__REQUIREMENTS__
• A. In the notebook on correcting phrase function labels, condense the paragraph beginning "Because the flowchart assigns meanings" into a short bulleted list that keeps its main facts.
• B. According to the notebook on correcting phrase function labels, which annotation space holds the new `function` feature in the resulting annotation package?
• C. Write a continuation of the notebook on correcting phrase function labels, starting after its final line.

Joint work of Dirk Roorda and Janet Dyk.

In order to do
[flowchart analysis](https://shebanq.ancient-data.org/shebanq/static/docs/tools/valence/flowchart.html)
on verbs, we need to correct some coding errors.

Because the flowchart assigns meanings to verbs depending on the number and nature of complements found in their context, it is important that the phrases in those clauses are labeled correctly, i.e. that the
[function](https://shebanq.ancient-data.org/shebanq/static/docs/featuredoc/features/comments/function.html)
feature for those phrases have the correct label.

# 1. Task
In this notebook we do the following tasks:

* generate correction sheets for selected verbs,
* transform the set of filled in correction sheets into an annotation package

Between the first and second task, the sheets will have been filled in by Janet with corrections.

The resulting annotation package offers the corrections as the value of a new feature, also called `function`, but now in the annotation space `JanetDyk` instead of `etcbc4`.

# 1. Implementation

Start the engines, and note the import of the `ExtraData` functionality from the `etcbc.extra` module.
This module can turn data with anchors into additional LAF annotations to the big ETCBC LAF resource.

In [1]:
import sys,os
import collections

import laf
from laf.fabric import LafFabric
from etcbc.preprocess import prepare
from etcbc.extra import ExtraData

fabric = LafFabric()

  0.00s This is LAF-Fabric 4.5.23
API reference: http://laf-fabric.readthedocs.org/en/latest/texts/API-reference.html
Feature doc: https://shebanq.ancient-data.org/static/docs/featuredoc/texts/welcome.html



In [2]:
source = 'etcbc'
version = '4b'

We instruct the API to load data.
Note that we ask for the XML identifiers, because `ExtraData` needs them to stitch the corrections into the LAF XML.

In [3]:
API = fabric.load(source+version, '--', 'flow_corr', {
    "xmlids": {"node": True, "edge": False},
    "features": ('''
        oid otype
        sp vs lex
        function
        chapter verse
    ''',''),
    "prepare": prepare,
}, verbose='NORMAL')
exec(fabric.localnames.format(var='fabric'))

  0.00s LOADING API: please wait ... 
  0.00s USING main  DATA COMPILED AT: 2015-11-02T15-08-56
  5.65s LOGFILE=/Users/dirk/Local/laf-fabric-output/etcbc4b/flow_corr/__log__flow_corr.txt
  5.65s INFO: LOADING PREPARED data: please wait ...

__SOURCE MATERIAL__
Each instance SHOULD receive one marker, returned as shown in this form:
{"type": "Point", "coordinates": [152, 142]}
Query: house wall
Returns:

__OUTPUTS FOR THE TASKS__
• A.
- The flowchart gives verbs meanings based on the number and nature of the complements in their context.
- The phrases in those clauses must therefore be labeled correctly.
- This means the function feature of those phrases needs the correct label.

• B. The annotation space `JanetDyk`, instead of `etcbc4`.

• C.
  5.65s prep prep: G.node_sort
  5.76s prep prep: G.node_sort_inv
  6.29s prep prep: L.node_up
  9.61s prep prep: L.node_down
    15s prep prep: V.verses
    15s prep prep: V.books_la
    15s ETCBC reference: http://laf-fabric.readthedocs.org/en/latest/texts/ETCBC-reference.html
    17s INFO: LOADED PREPARED data
    17s INFO: DATA LOADED FROM SOURCE etcbc4b AND ANNOX lexicon FOR TASK flow_corr AT 2016-03-23T12-11-53


# 1.1 Domain
Here is the set of verbs that interest us.

In [45]:
verbs = set('''
    CJT
    BR>
    QR>
'''.strip().split())

motion_verbs = set('''
    <BR
    <LH
    BW>
    CWB
    HLK
    JRD
    JY>
    NPL
    NWS
    SWR
'''.strip().split())

verbs |= motion_verbs

# 1.2 Phrase function

We need to correct some values of the phrase function.
When we receive the corrections, we check whether they have legal values.
Here we look up the possible values.

In [46]:
function_values = {F.function.v(p) for p in F.otype.s('phrase')}

We generate a list of occurrences of those verbs, organized by the lexeme of the verb.
We need some extra values, to indicate other coding errors.

In [47]:
error_values = dict(
    BoundErr='this phrase is part of another phrase and does not merit its own function value',
)

function_values |= set(error_values)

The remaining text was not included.